Records
——

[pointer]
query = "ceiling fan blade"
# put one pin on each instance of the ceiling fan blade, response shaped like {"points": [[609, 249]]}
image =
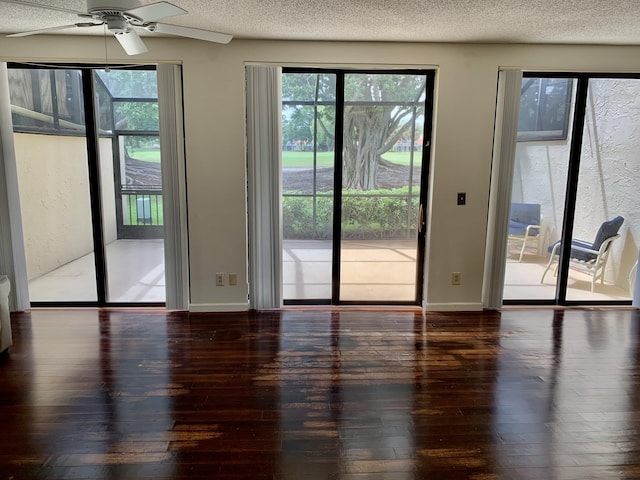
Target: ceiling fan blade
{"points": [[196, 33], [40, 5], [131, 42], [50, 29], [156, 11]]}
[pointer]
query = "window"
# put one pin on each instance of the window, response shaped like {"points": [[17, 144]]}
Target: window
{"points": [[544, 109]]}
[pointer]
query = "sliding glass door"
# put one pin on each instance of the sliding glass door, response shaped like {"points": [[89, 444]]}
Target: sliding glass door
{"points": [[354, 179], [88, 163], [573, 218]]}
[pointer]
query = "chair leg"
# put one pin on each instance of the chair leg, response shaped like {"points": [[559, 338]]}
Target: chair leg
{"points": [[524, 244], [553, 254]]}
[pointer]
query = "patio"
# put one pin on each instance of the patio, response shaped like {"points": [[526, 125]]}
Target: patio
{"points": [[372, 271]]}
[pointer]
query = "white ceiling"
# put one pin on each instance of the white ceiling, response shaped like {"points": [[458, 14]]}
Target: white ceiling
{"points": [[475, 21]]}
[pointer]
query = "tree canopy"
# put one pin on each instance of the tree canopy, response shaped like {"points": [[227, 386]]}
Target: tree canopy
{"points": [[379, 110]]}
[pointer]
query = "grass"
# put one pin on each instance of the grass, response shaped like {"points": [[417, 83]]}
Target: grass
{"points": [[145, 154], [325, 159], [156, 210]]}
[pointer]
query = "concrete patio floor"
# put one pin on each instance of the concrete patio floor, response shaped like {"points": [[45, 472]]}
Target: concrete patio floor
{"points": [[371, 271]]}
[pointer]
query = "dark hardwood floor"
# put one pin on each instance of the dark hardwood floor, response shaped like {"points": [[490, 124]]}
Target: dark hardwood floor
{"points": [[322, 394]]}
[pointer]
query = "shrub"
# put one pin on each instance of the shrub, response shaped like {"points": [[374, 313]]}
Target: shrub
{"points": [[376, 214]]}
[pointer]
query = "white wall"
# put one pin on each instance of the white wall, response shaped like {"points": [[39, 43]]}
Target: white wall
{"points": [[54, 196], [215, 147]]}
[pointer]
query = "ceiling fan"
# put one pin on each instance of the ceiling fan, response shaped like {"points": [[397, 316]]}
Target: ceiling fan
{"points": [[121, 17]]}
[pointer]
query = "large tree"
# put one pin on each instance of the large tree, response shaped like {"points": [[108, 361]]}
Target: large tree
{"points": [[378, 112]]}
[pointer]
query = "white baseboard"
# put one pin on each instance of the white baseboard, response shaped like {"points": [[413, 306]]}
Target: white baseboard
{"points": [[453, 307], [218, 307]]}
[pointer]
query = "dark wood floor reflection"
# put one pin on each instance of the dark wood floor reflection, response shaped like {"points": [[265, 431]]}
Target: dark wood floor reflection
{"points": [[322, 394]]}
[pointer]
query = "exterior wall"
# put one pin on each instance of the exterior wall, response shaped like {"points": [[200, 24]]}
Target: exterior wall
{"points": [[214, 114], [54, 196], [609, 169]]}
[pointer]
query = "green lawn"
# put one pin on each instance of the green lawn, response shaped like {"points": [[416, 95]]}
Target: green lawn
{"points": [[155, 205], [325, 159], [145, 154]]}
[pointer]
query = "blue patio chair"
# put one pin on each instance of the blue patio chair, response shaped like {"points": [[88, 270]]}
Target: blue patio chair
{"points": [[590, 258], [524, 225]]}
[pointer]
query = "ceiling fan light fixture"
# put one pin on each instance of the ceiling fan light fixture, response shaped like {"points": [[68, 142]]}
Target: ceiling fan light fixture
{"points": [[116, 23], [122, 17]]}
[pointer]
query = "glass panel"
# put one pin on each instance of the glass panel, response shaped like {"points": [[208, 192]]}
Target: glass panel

——

■ SHORT PROBLEM ■
Omit every picture, then reproduce the rest of the listing exactly.

■ FINAL RESULT ■
[pointer]
query = "ceiling fan blade"
# put one pin on each instance of the ceiling fan blade, response shaped like {"points": [[609, 249]]}
image =
Target: ceiling fan blade
{"points": [[196, 33], [40, 5], [131, 42], [50, 29], [156, 11]]}
[pointer]
query = "window"
# put one pin on each instance of the window, response shaped like {"points": [[17, 144]]}
Target: window
{"points": [[544, 109]]}
[pointer]
query = "sliding glass door"
# put one pin on each instance of the sliding glass door, response shaped like {"points": [[89, 444]]}
Target: sliding glass door
{"points": [[354, 179], [88, 163], [573, 218]]}
[pointer]
query = "chair leg"
# put one pin on each instance of the chair leg, response shaped like {"points": [[559, 338]]}
Target: chair leg
{"points": [[524, 244], [553, 254]]}
[pointer]
query = "patio"
# put one pin on each instance of the patio, response shaped like {"points": [[526, 125]]}
Target: patio
{"points": [[372, 271]]}
[pointer]
query = "white ceiling"
# put one pin on each instance of the white ceiling, response shaped like {"points": [[458, 14]]}
Target: white ceiling
{"points": [[475, 21]]}
[pointer]
query = "tree canopy"
# put one pin on each instance of the tree canopy, response shaped like {"points": [[227, 386]]}
Target: tree canopy
{"points": [[379, 110]]}
[pointer]
query = "grass"
# put one pin on each instance of the grass, response shaped like {"points": [[417, 83]]}
Target: grass
{"points": [[145, 154], [325, 159], [156, 210]]}
[pointer]
query = "concrete patio floor"
# put one pin on each instance of the concrete patio floor, response shaped like {"points": [[45, 472]]}
Target: concrete patio floor
{"points": [[371, 271]]}
[pointer]
query = "dark hardwood floor"
# put one pin on each instance of the dark hardwood floor, response shaped like {"points": [[490, 124]]}
Target: dark hardwood floor
{"points": [[322, 394]]}
[pointer]
query = "shrub"
# put one pin on each instance of the shrub, response shaped like {"points": [[374, 313]]}
Target: shrub
{"points": [[376, 214]]}
[pointer]
query = "white wall"
# put one pin on each instance of the white wall, response shaped like {"points": [[39, 43]]}
Target: white wall
{"points": [[54, 196], [215, 147]]}
[pointer]
query = "ceiling fan"
# put one pin on each instance of the ceiling fan, response shaped like {"points": [[397, 316]]}
Target: ceiling fan
{"points": [[121, 17]]}
[pointer]
query = "large tree"
# put one pin on each instance of the large tree, response shaped like {"points": [[108, 361]]}
Target: large tree
{"points": [[378, 112]]}
[pointer]
query = "white baseboard"
# put one pin on each instance of the white baseboard, response shaped like {"points": [[413, 306]]}
Target: white baseboard
{"points": [[453, 307], [218, 307]]}
[pointer]
query = "dark wood floor reflection"
# put one pin on each instance of the dark wood floor reflection, response shaped like {"points": [[265, 431]]}
Target: dark wood floor reflection
{"points": [[322, 394]]}
[pointer]
query = "exterior wall"
# put one pin on each instance of the exterior wall, response shaped like {"points": [[200, 24]]}
Target: exterior wall
{"points": [[214, 114], [54, 196], [609, 169]]}
[pointer]
query = "green lawn"
# put one pin on each instance of the green lawn, response shaped like {"points": [[416, 95]]}
Target: green lawn
{"points": [[155, 205], [325, 159], [145, 154]]}
[pointer]
query = "blue patio chair"
# put one pin on each instance of the blue patio chair, response shaped like {"points": [[88, 270]]}
Target: blue patio chair
{"points": [[590, 258], [524, 225]]}
[pointer]
query = "ceiling fan light fixture"
# put one pin on each instance of the ceiling fan light fixture, response shaped like {"points": [[68, 142]]}
Target: ceiling fan light fixture
{"points": [[116, 23], [122, 17]]}
[pointer]
query = "glass panel"
# put one pin on each instance of the glass panel, response shaped like {"points": [[208, 192]]}
Target: glass panel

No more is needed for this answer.